What is being asked: Every line containing the word "woman" must be pulled from the records.

☆ ☆ ☆

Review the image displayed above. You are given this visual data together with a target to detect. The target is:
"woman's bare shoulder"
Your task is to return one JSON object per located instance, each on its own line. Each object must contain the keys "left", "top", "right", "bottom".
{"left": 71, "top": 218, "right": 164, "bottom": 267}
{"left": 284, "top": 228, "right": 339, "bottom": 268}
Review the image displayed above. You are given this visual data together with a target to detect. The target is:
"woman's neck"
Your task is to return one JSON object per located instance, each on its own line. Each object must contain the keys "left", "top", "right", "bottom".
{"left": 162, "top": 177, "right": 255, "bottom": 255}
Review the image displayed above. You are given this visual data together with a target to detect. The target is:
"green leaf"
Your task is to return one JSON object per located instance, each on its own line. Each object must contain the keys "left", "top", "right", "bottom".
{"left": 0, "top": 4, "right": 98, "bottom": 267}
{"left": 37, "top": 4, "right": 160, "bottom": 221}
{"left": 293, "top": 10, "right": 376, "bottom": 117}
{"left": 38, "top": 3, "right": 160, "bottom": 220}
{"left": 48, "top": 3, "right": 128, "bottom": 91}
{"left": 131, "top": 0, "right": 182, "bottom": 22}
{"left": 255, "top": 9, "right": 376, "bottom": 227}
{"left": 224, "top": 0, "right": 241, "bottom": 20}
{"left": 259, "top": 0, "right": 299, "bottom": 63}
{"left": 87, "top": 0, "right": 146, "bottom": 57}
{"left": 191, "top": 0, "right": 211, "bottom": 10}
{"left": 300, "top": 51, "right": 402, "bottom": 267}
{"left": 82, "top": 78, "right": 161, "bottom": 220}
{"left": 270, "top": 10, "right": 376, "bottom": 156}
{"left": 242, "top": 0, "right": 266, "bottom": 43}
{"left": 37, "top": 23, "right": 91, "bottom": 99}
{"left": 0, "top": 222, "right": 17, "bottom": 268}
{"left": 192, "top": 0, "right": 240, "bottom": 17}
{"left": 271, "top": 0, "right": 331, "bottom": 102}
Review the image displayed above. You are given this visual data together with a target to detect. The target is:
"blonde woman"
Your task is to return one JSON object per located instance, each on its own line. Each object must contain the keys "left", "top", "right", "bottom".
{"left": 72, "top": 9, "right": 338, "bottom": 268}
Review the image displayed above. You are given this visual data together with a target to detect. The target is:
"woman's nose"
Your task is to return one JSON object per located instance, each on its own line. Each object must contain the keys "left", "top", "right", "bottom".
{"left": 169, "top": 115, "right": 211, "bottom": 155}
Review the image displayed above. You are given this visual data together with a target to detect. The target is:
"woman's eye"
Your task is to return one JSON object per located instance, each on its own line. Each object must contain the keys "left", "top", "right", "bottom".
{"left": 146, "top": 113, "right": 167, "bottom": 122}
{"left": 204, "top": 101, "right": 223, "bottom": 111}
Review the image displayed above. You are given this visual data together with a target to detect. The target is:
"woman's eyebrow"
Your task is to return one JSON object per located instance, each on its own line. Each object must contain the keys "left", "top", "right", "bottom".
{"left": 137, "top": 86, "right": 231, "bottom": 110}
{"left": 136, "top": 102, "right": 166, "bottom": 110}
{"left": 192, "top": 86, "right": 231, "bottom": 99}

☆ ☆ ☆

Result:
"woman's bare shoulder"
"woman's neck"
"blonde woman"
"woman's nose"
"woman's eye"
"woman's eyebrow"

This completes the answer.